1. Profiting from Commodification – Data has monetary value, certain people pay for data for a variety of reasons. Increasing total data means more money essentially created from nothing (besides costs of maintaining cloud/internet, manufacturing computers). As Purfoiy mentioned earlier, the value of data increases proportionally to its complexity, so more data, linked to other data, has increasing value. This dynamic allows a UBI type of instrument described by Brain Brooks, and creates an incentive for investment into digital social impact schemes, both of which entangle people into the digital system financially. Entrepreneurs, institutional incumbents, the poor, the youth and other groups likely would become dependent on such a system. Financial carrots and sticks, a digitized public sector, and narrative manipulation herds people into the digital system which generates valuable data.
2. Social/Bio Engineering – With growing dependence on these digital systems, and compounding sophistication of the algorithms, the ability to engineer society increases. Feeding algorithms with data increases their ability to carry out their designated task. Targeting social-emotional data both trains the algorithms to act more human and enables advanced surveillance targeting the deeper aspects of ourselves. This leads us closer to the already unfolding future where thought crime exists. Non humans have even less ability to resist digital harvesting. The institutions, corporations, and governments whose imperative it is to manage and dominate need algorithms to maintain their status. This digital economy also soaks up printed money/debt to help keep the collapsing economy afloat.

#### [Brief 1]
Answer these questions from the passage on data commodification:
(a) How does the value of data change with its complexity?
(b) Which groups does it say would likely become dependent on the digital system?
(c) What does it say the digital economy soaks up?
#### [Brief 2]
Extend the passage on data commodification and social engineering, picking up after its final sentence.
The data that comes after this passage is not related to it.

#### [Supplied information]

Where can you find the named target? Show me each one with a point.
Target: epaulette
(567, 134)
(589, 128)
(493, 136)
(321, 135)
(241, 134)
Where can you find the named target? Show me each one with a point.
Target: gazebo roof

#### [Exercise result 1]
(a) The value of data increases proportionally to its complexity, so more data linked to other data has increasing value.
(b) Entrepreneurs, institutional incumbents, the poor, the youth and other groups.
(c) Printed money/debt, which helps keep the collapsing economy afloat.

#### [Exercise result 2]
3. Cosmic ambitions – this aspect falls under many names including the singularity/transhumanism and generally encompasess the religious/esoteric aspect of technology. The implications of this are unknowable, but intensive interfacing of our minds and bodies with computers is clearly a primary agenda of transhumanists. The inspirations can be difficult to ascertain, but a major goal laid out by Melanie Swan is imperialism. She cites a soviet astrophysicist Nikolai Kardashev, who related the progress of civilization to its ability to control energy. A type one civilization would marshall all of the planets energy, type two the suns, type three the galaxy:
A Kardashev-plus society is one that is able to marshal all resources, tangible and intangible, not only energy as a central resource, for society’s long-term flourishing. To reach a Kardashev-plus society, new models, techniques, and strategies such as B/CIs are necessary. Tools adequate to carrying out a new tier of very large-scale projects beyond today’s megaprojects3 are needed. The B/CI is indicated as a workhorse tool for coordinating both mental and physical resources on a beyond-planetary scale. (Emphasis added)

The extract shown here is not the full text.